** PASSAGE SHOWN follows **

POLITICS
05/04/2017 01:33 pm ET Updated May 05, 2017

Next On The Chopping Block For House Republicans: Post-Crisis Bank Regulations

An "enormous package of gifts for Wall Street and the worst actors in finance” passed in a House committee Thursday.
Joshua Roberts / Reuters

On Thursday ― the day the House of Representatives was scheduled to vote on the Republican plan to repeal Obamacare by stripping insurance from millions of Americans, slashing funding to Medicare and handing the rich a huge tax cut ― the House Financial Services Committee did another favor for the rich and powerful, passing a bill to gut the banking regulation passed after the financial crisis.

The bill passed on a party-line vote, with 34 Republican committee members voting yes and 26 Democrats voting no. The legislation now moves to a full vote in the House.

The bill, sponsored by committee Chairman Jeb Hensarling (R-Texas), would undo the bulk of 2010’s Dodd-Frank financial reform bill. It would ease capital requirements, putting banks at greater risk of failing; remove regulators’ power to wind down failing banks; cut the Volcker rule, which largely blocked big banks from making trading bets with their own money; and eviscerate the Consumer Financial Protection Bureau.

** End of PASSAGE SHOWN **

PROBLEMS TO WORK ON:
• A. According to the article on the House banking bill, how many Democrats on the committee voted against the bill?
• B. From the article on the House banking bill, copy the part that opens with the words containing "On Thursday ―" and closes with "in the House.".
• C. In the article on the House banking bill, list every change the bill would make that is named in the sentence beginning "It would ease capital requirements".
The records have no connection to the article.

** MATERIAL SHOWN follows **

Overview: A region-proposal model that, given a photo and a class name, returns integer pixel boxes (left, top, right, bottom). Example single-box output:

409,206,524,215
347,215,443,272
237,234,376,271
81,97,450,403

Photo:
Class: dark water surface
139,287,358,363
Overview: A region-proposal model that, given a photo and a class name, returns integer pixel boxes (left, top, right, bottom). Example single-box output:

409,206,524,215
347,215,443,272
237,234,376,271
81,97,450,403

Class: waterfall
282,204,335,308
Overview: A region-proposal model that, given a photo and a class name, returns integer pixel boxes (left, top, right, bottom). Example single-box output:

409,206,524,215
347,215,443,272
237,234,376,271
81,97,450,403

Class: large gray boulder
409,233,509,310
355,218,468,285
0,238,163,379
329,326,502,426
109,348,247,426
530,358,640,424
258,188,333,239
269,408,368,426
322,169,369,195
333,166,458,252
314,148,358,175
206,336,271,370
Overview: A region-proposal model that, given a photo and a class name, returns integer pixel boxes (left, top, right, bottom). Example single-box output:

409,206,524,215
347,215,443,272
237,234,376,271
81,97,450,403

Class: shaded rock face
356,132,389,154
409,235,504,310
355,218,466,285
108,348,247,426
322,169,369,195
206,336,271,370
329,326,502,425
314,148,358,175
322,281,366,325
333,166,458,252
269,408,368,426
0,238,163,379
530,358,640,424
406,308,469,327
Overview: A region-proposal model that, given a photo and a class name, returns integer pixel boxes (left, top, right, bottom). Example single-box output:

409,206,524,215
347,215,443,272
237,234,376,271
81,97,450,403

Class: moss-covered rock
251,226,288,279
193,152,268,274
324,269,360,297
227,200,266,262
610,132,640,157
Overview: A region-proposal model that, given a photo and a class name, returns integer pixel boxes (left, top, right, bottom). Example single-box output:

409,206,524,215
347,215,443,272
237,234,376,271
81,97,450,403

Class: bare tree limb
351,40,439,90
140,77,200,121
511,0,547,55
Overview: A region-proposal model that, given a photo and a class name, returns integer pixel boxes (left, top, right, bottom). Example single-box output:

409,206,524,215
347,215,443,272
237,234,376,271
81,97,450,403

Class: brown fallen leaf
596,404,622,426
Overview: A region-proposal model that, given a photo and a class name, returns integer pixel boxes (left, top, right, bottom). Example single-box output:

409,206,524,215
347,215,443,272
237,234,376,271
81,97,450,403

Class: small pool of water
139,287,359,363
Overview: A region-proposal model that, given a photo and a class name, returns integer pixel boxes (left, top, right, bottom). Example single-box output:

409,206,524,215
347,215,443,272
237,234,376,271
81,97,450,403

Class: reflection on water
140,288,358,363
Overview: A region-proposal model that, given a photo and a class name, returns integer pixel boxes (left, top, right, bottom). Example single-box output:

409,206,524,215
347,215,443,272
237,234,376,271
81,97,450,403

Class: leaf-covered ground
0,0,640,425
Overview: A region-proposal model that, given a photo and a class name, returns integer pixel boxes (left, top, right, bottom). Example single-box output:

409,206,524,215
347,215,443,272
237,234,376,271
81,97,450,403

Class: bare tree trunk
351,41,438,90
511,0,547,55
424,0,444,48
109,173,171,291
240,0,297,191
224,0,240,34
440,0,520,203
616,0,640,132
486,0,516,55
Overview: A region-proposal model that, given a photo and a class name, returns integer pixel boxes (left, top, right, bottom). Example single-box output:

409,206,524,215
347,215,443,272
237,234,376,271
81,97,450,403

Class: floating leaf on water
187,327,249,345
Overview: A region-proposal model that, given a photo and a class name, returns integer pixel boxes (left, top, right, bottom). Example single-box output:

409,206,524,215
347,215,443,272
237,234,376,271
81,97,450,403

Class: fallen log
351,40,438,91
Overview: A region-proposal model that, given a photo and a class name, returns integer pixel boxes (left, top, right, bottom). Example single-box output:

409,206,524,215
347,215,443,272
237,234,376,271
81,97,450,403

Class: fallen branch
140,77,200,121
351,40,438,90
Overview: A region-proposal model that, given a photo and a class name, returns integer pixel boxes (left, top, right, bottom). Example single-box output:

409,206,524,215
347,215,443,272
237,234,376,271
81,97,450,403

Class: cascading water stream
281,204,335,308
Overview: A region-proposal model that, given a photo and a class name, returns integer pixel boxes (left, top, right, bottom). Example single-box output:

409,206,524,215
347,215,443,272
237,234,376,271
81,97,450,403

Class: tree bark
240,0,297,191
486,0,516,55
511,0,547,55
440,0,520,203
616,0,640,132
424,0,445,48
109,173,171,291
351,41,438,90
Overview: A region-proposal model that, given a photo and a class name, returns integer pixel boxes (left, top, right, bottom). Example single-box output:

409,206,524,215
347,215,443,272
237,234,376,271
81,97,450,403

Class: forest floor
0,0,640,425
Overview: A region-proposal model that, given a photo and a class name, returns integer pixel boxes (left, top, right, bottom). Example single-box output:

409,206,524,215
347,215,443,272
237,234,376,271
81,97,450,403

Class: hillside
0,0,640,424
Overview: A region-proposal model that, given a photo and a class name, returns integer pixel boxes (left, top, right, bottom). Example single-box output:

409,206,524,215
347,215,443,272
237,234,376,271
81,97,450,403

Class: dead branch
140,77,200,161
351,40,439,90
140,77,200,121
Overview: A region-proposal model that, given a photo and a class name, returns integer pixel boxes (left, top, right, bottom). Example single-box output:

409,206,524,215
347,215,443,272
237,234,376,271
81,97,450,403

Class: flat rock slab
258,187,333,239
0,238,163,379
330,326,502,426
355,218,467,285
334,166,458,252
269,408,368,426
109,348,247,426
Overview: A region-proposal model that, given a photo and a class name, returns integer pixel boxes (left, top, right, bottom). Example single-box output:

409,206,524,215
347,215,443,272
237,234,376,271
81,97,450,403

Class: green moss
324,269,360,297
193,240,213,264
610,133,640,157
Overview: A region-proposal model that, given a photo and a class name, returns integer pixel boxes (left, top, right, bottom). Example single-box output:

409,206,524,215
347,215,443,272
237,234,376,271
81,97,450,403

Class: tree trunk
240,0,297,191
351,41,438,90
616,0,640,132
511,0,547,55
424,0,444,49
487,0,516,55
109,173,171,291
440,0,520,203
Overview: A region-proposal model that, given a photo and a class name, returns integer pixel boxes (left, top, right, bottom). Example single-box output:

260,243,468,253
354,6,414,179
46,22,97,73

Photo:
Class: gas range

** End of MATERIAL SHOWN **

SOLUTIONS TO THE TASKS:
• A. 26 Democrats voted no.

• B.
On Thursday ― the day the House of Representatives was scheduled to vote on the Republican plan to repeal Obamacare by stripping insurance from millions of Americans, slashing funding to Medicare and handing the rich a huge tax cut ― the House Financial Services Committee did another favor for the rich and powerful, passing a bill to gut the banking regulation passed after the financial crisis.

The bill passed on a party-line vote, with 34 Republican committee members voting yes and 26 Democrats voting no. The legislation now moves to a full vote in the House.

• C.
- Ease capital requirements, putting banks at greater risk of failing
- Remove regulators' power to wind down failing banks
- Cut the Volcker rule, which largely blocked big banks from making trading bets with their own money
- Eviscerate the Consumer Financial Protection Bureau